EXERCISE REQUIREMENTS:
An exact repetition of all the entries that follow is required.

STORED DATA:
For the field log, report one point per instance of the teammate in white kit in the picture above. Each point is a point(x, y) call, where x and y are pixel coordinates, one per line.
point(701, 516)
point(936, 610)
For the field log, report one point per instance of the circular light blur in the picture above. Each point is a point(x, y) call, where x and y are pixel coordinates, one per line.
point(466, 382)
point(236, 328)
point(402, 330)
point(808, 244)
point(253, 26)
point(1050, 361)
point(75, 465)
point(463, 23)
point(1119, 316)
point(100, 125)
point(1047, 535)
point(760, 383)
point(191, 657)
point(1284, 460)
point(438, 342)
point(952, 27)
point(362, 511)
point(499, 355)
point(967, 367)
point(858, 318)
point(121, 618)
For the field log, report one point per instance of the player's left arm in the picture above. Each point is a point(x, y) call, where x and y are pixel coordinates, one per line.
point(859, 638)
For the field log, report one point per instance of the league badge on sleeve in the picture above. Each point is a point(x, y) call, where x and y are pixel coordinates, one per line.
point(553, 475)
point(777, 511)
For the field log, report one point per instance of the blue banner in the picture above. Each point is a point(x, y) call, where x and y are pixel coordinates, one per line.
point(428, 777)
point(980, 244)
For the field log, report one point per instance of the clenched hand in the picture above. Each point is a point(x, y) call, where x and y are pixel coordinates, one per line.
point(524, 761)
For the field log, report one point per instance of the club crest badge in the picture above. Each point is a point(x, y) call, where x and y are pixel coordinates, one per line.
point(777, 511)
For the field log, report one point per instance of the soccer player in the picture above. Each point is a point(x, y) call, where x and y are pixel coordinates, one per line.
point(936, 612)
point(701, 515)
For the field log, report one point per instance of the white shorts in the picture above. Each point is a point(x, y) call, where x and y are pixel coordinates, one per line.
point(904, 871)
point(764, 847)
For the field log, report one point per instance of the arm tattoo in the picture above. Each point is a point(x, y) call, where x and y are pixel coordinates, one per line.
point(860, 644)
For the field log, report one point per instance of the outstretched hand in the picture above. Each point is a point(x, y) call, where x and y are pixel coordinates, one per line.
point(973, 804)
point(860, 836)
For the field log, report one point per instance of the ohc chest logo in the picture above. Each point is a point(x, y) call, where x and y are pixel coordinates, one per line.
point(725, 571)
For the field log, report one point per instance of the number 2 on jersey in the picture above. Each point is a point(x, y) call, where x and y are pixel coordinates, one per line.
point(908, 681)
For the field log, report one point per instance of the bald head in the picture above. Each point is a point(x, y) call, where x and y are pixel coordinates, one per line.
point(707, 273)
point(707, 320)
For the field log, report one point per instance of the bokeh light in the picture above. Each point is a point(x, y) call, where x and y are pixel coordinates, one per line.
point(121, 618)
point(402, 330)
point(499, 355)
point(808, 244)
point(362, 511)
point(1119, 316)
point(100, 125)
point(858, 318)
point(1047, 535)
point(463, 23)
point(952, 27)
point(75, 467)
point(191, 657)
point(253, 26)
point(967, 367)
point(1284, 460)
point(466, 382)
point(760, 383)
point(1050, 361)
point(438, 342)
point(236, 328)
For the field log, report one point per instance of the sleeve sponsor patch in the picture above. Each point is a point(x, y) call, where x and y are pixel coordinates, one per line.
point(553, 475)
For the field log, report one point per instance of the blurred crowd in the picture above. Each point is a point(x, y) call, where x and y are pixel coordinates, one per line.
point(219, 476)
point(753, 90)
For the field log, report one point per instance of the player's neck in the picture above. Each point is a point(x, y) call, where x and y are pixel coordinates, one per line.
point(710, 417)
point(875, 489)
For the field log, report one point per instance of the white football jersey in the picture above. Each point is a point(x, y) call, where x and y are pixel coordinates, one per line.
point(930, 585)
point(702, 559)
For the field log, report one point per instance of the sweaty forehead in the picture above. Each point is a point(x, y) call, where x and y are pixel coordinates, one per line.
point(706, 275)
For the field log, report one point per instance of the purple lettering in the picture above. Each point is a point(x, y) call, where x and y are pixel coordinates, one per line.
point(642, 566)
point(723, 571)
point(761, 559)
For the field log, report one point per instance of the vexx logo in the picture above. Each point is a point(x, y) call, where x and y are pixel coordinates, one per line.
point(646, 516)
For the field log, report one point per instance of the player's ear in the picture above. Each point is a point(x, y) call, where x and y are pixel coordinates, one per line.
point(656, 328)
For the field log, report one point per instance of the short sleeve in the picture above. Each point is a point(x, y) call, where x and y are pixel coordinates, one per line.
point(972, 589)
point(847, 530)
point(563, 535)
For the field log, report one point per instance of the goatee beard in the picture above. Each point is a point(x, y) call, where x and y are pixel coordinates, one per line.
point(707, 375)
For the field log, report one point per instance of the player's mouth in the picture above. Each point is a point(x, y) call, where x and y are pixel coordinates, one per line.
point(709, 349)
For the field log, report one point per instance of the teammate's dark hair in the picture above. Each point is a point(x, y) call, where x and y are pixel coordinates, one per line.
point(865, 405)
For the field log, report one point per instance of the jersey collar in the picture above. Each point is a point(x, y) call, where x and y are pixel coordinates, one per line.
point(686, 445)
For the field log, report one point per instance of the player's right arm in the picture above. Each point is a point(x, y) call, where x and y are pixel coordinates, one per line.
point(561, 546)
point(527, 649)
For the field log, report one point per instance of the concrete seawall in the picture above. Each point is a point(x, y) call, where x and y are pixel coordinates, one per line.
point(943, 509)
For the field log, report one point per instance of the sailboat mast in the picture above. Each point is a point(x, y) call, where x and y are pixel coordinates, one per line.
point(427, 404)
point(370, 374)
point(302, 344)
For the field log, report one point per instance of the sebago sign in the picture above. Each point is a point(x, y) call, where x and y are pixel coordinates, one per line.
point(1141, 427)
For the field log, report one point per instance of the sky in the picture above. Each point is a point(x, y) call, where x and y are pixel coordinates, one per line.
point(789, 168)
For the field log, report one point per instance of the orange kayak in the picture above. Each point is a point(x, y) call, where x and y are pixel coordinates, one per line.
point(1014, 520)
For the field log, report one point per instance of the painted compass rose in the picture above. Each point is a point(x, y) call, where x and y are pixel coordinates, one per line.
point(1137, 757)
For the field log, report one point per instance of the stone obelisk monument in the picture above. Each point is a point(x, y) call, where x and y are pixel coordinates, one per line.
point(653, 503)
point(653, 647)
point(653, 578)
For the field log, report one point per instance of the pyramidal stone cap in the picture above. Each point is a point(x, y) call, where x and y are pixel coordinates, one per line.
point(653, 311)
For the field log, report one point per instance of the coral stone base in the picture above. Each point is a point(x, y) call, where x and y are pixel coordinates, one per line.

WORKED SOLUTION:
For the field log, report one point per instance of the teammate in white kit in the picture above. Each point is a point(x, y) call, where x and y are pixel coordinates, one per line.
point(701, 516)
point(936, 610)
For the field log, report one point per instance of the circular light blur in the picture above. Each point is a point(x, y) call, where x and y are pixel coordinates, one per line.
point(466, 382)
point(236, 328)
point(402, 330)
point(808, 244)
point(253, 26)
point(1050, 361)
point(75, 465)
point(463, 23)
point(1119, 316)
point(100, 125)
point(1047, 535)
point(760, 383)
point(191, 657)
point(1284, 460)
point(438, 342)
point(952, 27)
point(362, 511)
point(499, 355)
point(967, 367)
point(858, 318)
point(121, 618)
For the field log, report one point per instance of the player's left arm in the picture above. Each point is a point(x, y) call, where x and y are pixel coordinates, one per line.
point(859, 638)
For the field log, report one point per instance of the league badge on sleeve in the picture above. Each point is a point(x, y) call, where x and y are pixel coordinates, one per line.
point(553, 475)
point(777, 511)
For the field log, report one point per instance of the blue banner in the picture above. Each point is a point(x, y) call, where x and y are pixel coordinates, one per line.
point(428, 777)
point(980, 244)
For the field log, report one point per instance of the clenched hand in the picture above. Each point is a point(x, y) call, where x and y are pixel coordinates, one per line.
point(524, 761)
For the field log, report one point per instance of the club crest badge in the picture above. Each point is a point(x, y) call, where x and y are pixel coordinates, one per line.
point(777, 511)
For the field log, report one point per instance of the soccer player in the picture above. Each point is a point(x, y) call, where x and y are pixel coordinates, one per line.
point(936, 612)
point(701, 515)
For the field log, report one point per instance of the white shorts in the picture above. Each point is a point(x, y) call, where x and y are pixel coordinates, one per line.
point(904, 871)
point(764, 847)
For the field log, report one point per instance of the arm tattoo in the picture above. Each point is a point(x, y) call, where x and y are pixel coordinates, one per line.
point(860, 644)
For the field log, report one point per instance of the outstretched hand in the picture above. Each point is a point(x, y) call, where x and y are pixel coordinates, one per line.
point(973, 804)
point(860, 836)
For the field log, report one point per instance of the ohc chest logo in the picture above. Each point is a point(x, y) call, where x and y are pixel coordinates, one per line.
point(725, 571)
For the field log, report one point per instance of the number 2 on jersey in the picture above. Each point is a point(x, y) call, where x and y are pixel coordinates, one per line.
point(908, 681)
For the field log, report one point per instance of the bald head in the picture above. Each point is a point(x, y) call, where x and y are pixel coordinates, one per line.
point(707, 273)
point(707, 320)
For the field log, report one point per instance of the bokeh light in the picture above. Each point is a point(x, y) call, where x and y are pixel coordinates, one per line.
point(121, 618)
point(402, 330)
point(499, 355)
point(808, 244)
point(362, 511)
point(1119, 316)
point(100, 125)
point(858, 318)
point(1047, 535)
point(463, 23)
point(952, 27)
point(75, 467)
point(191, 657)
point(253, 26)
point(967, 367)
point(1284, 460)
point(466, 382)
point(760, 383)
point(1050, 361)
point(438, 342)
point(236, 328)
For the field log, report one point per instance of the sleeve sponsor patch in the picture above. Each point is a point(x, y) call, where x and y are pixel coordinates, one per line.
point(553, 475)
For the field log, report one point per instance of the blurred crowd in the picture above. Each point is a point(x, y) call, where x and y are pixel coordinates, one per line.
point(219, 476)
point(753, 90)
For the field log, report one point per instance of the player's neck in the picture above. Each point is a point(x, y) call, where x and y are pixel coordinates, one per line.
point(710, 417)
point(875, 489)
For the field log, report one point per instance of the white football jersey in the picture above. Each point is a point(x, y) call, where x and y are pixel coordinates, one per line.
point(930, 585)
point(702, 559)
For the field log, report one point per instance of the sweaty forehead in the picture above. Each point is a point(x, y) call, where x and y are pixel coordinates, one per line.
point(706, 275)
For the field log, report one point per instance of the purple lettering in the picture above. Each point is a point(x, y) call, where x and y are pixel coordinates, one per line.
point(642, 566)
point(723, 571)
point(761, 559)
For the field log, report one point per instance of the vexx logo in the picture above. Each point is a point(x, y) call, where x and y are pixel coordinates, one per line.
point(646, 516)
For the field log, report one point per instance of the player's ear in the picture above. Each point is a point(x, y) call, where x and y are pixel coordinates, one per line.
point(656, 328)
For the field log, report one point per instance of the short sleeve in the picture above. Each point is a point(x, y) call, where x and y are pixel coordinates, one per line.
point(972, 589)
point(847, 530)
point(563, 535)
For the field log, report one point per instance of the goatee beard in the picture above. Each point is a point(x, y) call, where x and y are pixel coordinates, one per line.
point(707, 375)
For the field log, report one point per instance of the player's mouth in the picture above. Each point is a point(x, y) call, where x and y are pixel coordinates, one per line.
point(709, 349)
For the field log, report one point per instance of the teammate's dark hair in the picture above. Each point is a point(x, y) call, where x and y are pixel coordinates, one per line.
point(865, 405)
For the field log, report one point per instance of the jersey collar in the picture above. Each point is a point(x, y) call, where x and y are pixel coordinates, one per line.
point(686, 445)
For the field log, report one point per instance of the player's right arm in the picture above. Each point is a point(x, y) call, where x and y are pixel coordinates, one per line.
point(561, 546)
point(527, 649)
For the field log, report one point per instance of the concrete seawall in the picture above. Each point is a point(x, y) call, where x and y are pixel coordinates, one per line.
point(943, 509)
For the field log, report one point per instance of the sailboat mast in the picture above. Each point is a point(x, y) call, where x and y are pixel coordinates, one per line.
point(427, 404)
point(370, 374)
point(302, 344)
For the field log, report one point per instance of the sebago sign in the picture above. Each point is a point(x, y) call, where x and y are pixel coordinates, one per line.
point(1141, 427)
For the field log, report one point per instance of the sky in the picture above. Each point is a point(x, y) call, where x and y are pixel coordinates, one per line.
point(789, 168)
For the field log, report one point per instance of the orange kayak in the picture above. Each point is a point(x, y) call, where x and y are pixel coordinates, one per line.
point(1014, 520)
For the field log, report one point per instance of the painted compass rose in the picture above. Each point is a point(x, y) call, where x and y are pixel coordinates, one per line.
point(1137, 757)
For the field log, report one point per instance of the stone obelisk monument in the picture above. Each point is a point(x, y) call, where x and y are pixel coordinates, one per line.
point(653, 503)
point(653, 647)
point(653, 578)
For the field log, report one point per instance of the pyramidal stone cap in the picture above. Each point is a point(x, y) call, where x and y are pixel coordinates, one per line.
point(653, 311)
For the field log, report one point per instance of the coral stone base in the picture above. Each point is a point(x, y) call, where x and y are pixel coordinates, one per line.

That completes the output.